■ **Goal of the exercise**: What is needed is the run of lines from the one with "Point out the student" through the close of the data, set down exactly.

[Lines of data]

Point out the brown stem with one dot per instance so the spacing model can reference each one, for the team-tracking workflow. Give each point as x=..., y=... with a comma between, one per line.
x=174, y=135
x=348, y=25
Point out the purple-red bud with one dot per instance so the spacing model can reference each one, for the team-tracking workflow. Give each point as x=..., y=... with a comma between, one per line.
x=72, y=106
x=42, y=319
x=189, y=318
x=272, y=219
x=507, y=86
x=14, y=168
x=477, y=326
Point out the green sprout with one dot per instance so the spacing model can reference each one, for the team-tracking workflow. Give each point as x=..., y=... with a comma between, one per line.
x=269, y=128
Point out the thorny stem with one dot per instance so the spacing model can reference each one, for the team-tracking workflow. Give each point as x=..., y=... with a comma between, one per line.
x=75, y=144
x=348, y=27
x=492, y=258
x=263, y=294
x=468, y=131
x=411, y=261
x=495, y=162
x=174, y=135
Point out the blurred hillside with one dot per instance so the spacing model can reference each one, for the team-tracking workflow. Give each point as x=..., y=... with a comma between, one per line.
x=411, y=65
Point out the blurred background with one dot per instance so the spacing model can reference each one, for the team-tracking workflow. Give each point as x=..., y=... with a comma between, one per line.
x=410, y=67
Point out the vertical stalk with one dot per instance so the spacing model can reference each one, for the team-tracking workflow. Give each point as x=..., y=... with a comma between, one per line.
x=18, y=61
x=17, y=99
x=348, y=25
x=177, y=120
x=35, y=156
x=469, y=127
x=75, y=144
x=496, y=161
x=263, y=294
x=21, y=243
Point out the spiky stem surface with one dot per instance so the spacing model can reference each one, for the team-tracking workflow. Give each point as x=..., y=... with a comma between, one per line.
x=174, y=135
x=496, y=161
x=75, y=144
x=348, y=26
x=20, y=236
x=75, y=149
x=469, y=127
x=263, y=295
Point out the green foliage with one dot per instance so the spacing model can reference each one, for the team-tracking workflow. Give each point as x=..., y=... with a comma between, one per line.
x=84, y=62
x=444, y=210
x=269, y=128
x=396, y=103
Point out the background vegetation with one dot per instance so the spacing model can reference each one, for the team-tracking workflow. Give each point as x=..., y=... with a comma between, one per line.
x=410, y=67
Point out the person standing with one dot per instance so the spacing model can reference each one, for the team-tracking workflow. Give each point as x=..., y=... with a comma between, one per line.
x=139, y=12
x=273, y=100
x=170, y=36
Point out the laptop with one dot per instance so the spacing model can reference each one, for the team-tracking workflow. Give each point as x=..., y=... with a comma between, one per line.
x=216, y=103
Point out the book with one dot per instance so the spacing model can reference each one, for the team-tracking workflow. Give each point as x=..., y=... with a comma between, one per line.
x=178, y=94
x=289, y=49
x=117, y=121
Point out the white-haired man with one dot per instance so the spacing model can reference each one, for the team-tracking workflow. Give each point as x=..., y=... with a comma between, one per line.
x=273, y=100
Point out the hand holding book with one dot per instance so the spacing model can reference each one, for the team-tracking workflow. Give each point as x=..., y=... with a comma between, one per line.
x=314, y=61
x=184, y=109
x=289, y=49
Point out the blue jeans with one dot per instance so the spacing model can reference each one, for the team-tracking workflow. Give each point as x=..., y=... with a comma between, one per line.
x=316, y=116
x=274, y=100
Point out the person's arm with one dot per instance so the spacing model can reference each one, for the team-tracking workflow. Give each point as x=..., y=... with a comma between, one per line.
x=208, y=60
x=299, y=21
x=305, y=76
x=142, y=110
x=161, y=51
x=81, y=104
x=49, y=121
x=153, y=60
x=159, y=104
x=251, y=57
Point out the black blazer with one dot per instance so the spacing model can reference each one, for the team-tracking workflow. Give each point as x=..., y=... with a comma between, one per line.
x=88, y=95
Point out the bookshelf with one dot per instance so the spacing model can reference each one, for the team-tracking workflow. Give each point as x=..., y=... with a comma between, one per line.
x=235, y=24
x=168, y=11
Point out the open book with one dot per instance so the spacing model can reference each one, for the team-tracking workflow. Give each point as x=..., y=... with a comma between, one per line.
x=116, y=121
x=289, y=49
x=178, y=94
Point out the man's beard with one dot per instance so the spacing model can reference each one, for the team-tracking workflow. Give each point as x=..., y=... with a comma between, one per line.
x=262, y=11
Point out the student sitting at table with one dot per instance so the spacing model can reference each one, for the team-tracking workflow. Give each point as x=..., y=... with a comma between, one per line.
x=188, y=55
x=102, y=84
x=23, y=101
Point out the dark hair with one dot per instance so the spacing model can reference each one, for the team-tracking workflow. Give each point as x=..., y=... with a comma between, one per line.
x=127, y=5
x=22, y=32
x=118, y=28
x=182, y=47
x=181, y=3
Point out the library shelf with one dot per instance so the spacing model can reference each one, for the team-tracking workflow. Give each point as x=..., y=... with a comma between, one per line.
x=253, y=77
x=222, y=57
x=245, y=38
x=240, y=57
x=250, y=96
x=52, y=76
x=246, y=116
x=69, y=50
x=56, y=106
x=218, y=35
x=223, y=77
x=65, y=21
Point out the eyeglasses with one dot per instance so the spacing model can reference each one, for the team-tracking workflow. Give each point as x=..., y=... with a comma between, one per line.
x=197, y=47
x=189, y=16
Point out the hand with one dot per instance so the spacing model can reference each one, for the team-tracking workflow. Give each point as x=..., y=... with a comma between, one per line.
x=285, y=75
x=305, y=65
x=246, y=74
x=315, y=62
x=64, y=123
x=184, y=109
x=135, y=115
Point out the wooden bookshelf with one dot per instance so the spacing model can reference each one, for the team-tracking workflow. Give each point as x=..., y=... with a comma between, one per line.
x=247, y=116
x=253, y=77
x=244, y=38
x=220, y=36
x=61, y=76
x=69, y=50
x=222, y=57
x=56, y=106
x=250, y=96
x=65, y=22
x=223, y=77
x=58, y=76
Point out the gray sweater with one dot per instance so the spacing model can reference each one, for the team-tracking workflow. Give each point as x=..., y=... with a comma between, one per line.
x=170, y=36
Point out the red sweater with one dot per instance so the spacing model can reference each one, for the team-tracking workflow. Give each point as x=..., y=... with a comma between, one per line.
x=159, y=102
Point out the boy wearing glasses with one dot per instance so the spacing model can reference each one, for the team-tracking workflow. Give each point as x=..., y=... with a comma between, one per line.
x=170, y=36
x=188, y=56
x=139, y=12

■ **Solution**:
Point out the student sitting at table with one dot per instance so the spacing model can reference each one, for the team-tracking workflow. Give each point as x=..., y=... with a comma between, one per line.
x=188, y=55
x=102, y=84
x=23, y=101
Point out the dark hair with one dot per instance so the spacing model can reference each one, for the team-tracking workflow. Give each point as x=..., y=... with a comma between, one per line.
x=127, y=5
x=22, y=32
x=118, y=28
x=182, y=47
x=181, y=3
Point out the library shelf with one dot per instance so the spacing model can reference each one, for the team-tracking workflow. Give each point as x=..., y=... with a comma between, one per line.
x=253, y=77
x=222, y=57
x=245, y=38
x=240, y=57
x=250, y=96
x=52, y=76
x=246, y=116
x=69, y=50
x=56, y=106
x=218, y=35
x=223, y=77
x=65, y=21
Point out the eyeglasses with one dot per instance so the spacing model can reference each one, for the team-tracking workflow. Give each point as x=..., y=... with a comma between, one per line.
x=197, y=47
x=189, y=16
Point out the hand with one dot per instance so the spacing model can reference each one, for the team-tracking workflow. Give each point as x=..., y=... with a comma between, one per line.
x=285, y=75
x=305, y=65
x=246, y=74
x=315, y=62
x=64, y=123
x=184, y=109
x=135, y=115
Point out the wooden bookshelf with one dot per instance so the spacing model can reference each one, for the team-tracking workflow. Give each point as x=..., y=... with a comma between, one per line.
x=247, y=116
x=253, y=77
x=244, y=38
x=220, y=36
x=61, y=76
x=69, y=50
x=222, y=57
x=56, y=106
x=250, y=96
x=65, y=22
x=223, y=77
x=58, y=76
Point out the gray sweater with one dot per instance so the spacing model can reference each one, for the team-tracking workflow. Give each point as x=..., y=... with a comma between, one per line.
x=170, y=36
Point out the red sweater with one dot per instance so the spacing model can reference each one, for the team-tracking workflow. Give each point as x=..., y=... with a comma between, one per line.
x=159, y=102
Point out the boy wearing glasses with one dot per instance so the spacing model can reference each one, for the team-tracking workflow. Give each point as x=..., y=... with a comma between, one per line.
x=170, y=36
x=188, y=56
x=139, y=12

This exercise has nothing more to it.